_STUDY MATERIAL_.

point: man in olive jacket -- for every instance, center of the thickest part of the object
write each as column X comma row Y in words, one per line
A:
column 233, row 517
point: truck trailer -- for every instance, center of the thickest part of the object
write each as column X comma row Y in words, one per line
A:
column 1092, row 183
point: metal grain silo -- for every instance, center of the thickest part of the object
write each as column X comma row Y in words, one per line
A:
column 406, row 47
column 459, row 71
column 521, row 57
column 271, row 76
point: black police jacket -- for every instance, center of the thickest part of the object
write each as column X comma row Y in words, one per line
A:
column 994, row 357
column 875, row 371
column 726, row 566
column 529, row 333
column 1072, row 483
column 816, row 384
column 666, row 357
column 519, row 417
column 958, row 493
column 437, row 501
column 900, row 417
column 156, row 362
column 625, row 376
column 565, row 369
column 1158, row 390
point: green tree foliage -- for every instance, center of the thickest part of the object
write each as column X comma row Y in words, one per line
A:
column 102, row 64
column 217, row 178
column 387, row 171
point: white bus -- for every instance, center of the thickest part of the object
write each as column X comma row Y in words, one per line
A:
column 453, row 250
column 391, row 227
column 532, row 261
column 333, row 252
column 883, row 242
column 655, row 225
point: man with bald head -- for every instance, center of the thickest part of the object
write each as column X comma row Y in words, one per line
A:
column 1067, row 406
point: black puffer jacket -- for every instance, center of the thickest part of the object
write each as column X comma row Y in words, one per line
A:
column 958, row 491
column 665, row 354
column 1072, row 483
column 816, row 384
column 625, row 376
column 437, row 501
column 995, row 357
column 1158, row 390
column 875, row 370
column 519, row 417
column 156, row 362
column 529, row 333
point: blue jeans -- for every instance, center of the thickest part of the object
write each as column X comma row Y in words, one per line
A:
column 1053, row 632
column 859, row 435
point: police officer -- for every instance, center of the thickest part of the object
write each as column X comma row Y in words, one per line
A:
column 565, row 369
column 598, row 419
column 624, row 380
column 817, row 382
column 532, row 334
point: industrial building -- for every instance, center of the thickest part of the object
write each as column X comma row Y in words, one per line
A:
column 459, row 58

_WORK REQUEST_.
Search each line of the data above for "object", and copy the lines where it occurs.

_ANSWER TO THE PROBLEM_.
point: man in olive jacket -- for every instance, center of the thickest part of the object
point: truck trailer -- for every instance, center of the thickest part of the object
point: metal grain silo -- for every instance, center of the thickest part of the object
point: black police jacket -- for every instance, center of the thickest part of the object
point: green tree foliage -- for every instance, center of the thickest part of the object
point: white bus -- for every instance, center of the thickest part of the object
point: man with bald head -- for every instance, center of the thickest part of the object
point: black puffer jacket -- for every instance, center of the thickest part of the object
point: blue jeans -- for every instance, center of the thickest part of the object
point: police officer -- for every instance, center of the thickest part of the object
point: industrial building -- for every instance, center of the thickest part of the object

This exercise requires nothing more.